» **Source excerpt**
1911 Encyclopædia Britannica/Poster
POSTER, a placard in the form either of letterpress or illustration, for posting up or otherwise exhibiting in public to attract attention to its contents. According to Brewer’s Dictionary of Phrase and Fable, before the Fire of London the rails and posts which protected foot-passengers in the streets were used for affixing theatrical and other announcements, whence the name of posting-bills or posters; and in later times the name has come more generally into use for any fairly large separate sheet, illustrated or not, used to attract publicity, even though not actually posted up. In the article Advertisements the use of posters is discussed, and newspaper posters (or contents bills) under Newspapers. But the illustrated poster has come to represent a special form of artistic design.
The earliest examples of pictorial posters were adorned with rough woodcuts. When lithography became a common commercial process, wood-blocks ceased to be employed. The modern artistic poster made a definite beginning in France about 1836, with a design by Lalance to advertise a book entitled Comment meurent les femmes. His example was followed by C. Nanteuil, D. A. M. Raffet, Gavarni, Bertrand, Grandville, Tony Johannot, E. de Beaumont, T. H. Frère, Edouard Manet and other artists of high repute. Most of these early designs were printed in black on white or tinted paper. Between 1860 and 1866 crude attempts at printing posters in colours were made in both France and England; In 1866 Jules Chéret began what was destined to be the most noticeable series of pictorial placards in existence, a series containing over a thousand items. Chéret was originally employed in a lithographic establishment in England before he began to work for himself, and he used his knowledge there acquired to adapt all three primary colours, economically used, to astonishingly brilliant ends. For a considerable time he remained without a rival, though he had hosts of imitators. Eugène Grasset, a decorative designer of great versatility, produced the first of a small number of placards which, though inferior as advertisements to those of Chéret, were learned and beautiful decorations. Somewhat later a sensation was caused in Paris by the mordantly grotesque posters of Henri de Toulouse-Lautrec, in which the artist reduced detail to a minimum and obtained bold effects by the employment of large masses of flat colour. Important work, similar in character to Lautrec’s, was produced by Ibels, Bonnard, T. A. Steinlen and others. A new and contrary direction was given to poster design by Mucha, a Hungarian resident in Paris, whose placards are marked by delicate colour and richness of detail. The following are amongst French artists who have designed posters of conspicuous merit: J. L. Forain, Willette, Paléologue, Sinet, ]ossot, Roedel, Mayet, Cazals, Biais, De Feure, A. Guillaume, Ranft, Réalier-Dumas, F. Valloton and Metivet. Occasionally eminent French painters, such as Carrière, Boutet de Monvel, Aman-jean, Schwabe, have made essays in poster-designing.

» **Given data**

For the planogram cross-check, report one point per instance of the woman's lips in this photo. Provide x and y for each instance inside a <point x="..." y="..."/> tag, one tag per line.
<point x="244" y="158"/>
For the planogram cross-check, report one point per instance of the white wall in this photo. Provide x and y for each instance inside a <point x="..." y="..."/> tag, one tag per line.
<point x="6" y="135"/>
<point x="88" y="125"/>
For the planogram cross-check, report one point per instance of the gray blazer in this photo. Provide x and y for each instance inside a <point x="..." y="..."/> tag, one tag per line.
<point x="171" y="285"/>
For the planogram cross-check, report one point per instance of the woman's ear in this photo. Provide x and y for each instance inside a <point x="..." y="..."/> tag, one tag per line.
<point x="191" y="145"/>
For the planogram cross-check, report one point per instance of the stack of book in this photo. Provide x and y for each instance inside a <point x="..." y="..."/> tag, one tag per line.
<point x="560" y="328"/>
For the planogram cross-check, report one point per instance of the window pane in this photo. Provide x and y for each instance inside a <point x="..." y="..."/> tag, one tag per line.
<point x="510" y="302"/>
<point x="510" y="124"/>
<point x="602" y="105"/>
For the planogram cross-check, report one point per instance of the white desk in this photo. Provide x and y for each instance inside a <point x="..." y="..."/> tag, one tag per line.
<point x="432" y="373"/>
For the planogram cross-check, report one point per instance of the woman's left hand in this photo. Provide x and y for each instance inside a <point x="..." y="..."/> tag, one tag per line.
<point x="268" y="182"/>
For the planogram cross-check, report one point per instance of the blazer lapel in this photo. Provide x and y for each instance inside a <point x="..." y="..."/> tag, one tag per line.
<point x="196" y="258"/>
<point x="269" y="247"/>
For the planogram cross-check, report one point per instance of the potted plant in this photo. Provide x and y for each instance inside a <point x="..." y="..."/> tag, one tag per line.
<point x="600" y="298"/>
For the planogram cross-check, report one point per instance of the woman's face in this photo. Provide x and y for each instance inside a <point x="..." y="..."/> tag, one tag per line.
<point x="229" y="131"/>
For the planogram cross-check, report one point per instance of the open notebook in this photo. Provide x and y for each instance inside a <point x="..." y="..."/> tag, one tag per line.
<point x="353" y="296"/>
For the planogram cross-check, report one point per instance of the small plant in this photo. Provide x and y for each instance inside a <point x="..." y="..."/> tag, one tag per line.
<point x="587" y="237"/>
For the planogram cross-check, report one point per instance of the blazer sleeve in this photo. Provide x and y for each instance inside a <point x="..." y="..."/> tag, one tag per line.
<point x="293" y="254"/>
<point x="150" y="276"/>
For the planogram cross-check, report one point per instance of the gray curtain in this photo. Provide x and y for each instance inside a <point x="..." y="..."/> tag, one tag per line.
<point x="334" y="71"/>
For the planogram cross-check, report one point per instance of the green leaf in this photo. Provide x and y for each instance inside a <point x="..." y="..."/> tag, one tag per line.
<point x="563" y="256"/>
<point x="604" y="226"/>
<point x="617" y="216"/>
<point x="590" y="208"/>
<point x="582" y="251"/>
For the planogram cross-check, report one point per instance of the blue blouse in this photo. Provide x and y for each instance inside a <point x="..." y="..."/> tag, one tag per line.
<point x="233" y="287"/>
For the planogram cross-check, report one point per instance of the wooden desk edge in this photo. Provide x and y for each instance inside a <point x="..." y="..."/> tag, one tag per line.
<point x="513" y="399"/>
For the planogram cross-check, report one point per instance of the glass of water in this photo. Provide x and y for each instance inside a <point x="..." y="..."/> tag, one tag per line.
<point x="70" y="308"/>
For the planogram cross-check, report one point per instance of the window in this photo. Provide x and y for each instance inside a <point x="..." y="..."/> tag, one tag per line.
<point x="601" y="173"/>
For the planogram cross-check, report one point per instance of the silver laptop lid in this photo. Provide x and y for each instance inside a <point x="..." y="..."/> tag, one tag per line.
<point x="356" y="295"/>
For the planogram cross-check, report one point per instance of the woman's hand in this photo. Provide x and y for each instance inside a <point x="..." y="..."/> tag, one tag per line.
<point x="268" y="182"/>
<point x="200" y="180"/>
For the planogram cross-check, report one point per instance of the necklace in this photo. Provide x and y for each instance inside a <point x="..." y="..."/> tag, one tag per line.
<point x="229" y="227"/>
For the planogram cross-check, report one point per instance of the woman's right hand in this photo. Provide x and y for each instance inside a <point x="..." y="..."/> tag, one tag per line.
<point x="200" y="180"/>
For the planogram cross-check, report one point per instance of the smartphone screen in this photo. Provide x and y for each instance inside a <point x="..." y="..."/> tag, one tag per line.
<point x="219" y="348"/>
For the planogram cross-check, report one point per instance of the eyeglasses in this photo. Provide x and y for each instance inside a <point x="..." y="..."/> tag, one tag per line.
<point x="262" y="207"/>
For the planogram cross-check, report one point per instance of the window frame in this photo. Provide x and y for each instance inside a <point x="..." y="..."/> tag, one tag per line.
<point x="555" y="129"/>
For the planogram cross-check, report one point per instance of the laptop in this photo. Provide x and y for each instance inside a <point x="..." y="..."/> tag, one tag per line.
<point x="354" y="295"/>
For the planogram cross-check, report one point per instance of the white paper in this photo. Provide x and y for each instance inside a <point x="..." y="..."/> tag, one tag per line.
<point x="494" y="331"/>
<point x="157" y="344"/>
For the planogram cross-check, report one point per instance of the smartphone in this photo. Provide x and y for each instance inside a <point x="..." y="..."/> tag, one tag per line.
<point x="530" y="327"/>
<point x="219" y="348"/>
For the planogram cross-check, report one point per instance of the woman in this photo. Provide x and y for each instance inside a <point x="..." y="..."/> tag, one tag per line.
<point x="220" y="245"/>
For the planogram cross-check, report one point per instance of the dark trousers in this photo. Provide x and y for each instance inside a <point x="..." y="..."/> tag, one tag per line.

» **Directions for this task**
Reproduce the stretch of the poster article from "1911 Encyclopædia Britannica/Poster" through "of artistic design." word for word. You won't need the entries.

» **Complete response**
1911 Encyclopædia Britannica/Poster
POSTER, a placard in the form either of letterpress or illustration, for posting up or otherwise exhibiting in public to attract attention to its contents. According to Brewer’s Dictionary of Phrase and Fable, before the Fire of London the rails and posts which protected foot-passengers in the streets were used for affixing theatrical and other announcements, whence the name of posting-bills or posters; and in later times the name has come more generally into use for any fairly large separate sheet, illustrated or not, used to attract publicity, even though not actually posted up. In the article Advertisements the use of posters is discussed, and newspaper posters (or contents bills) under Newspapers. But the illustrated poster has come to represent a special form of artistic design.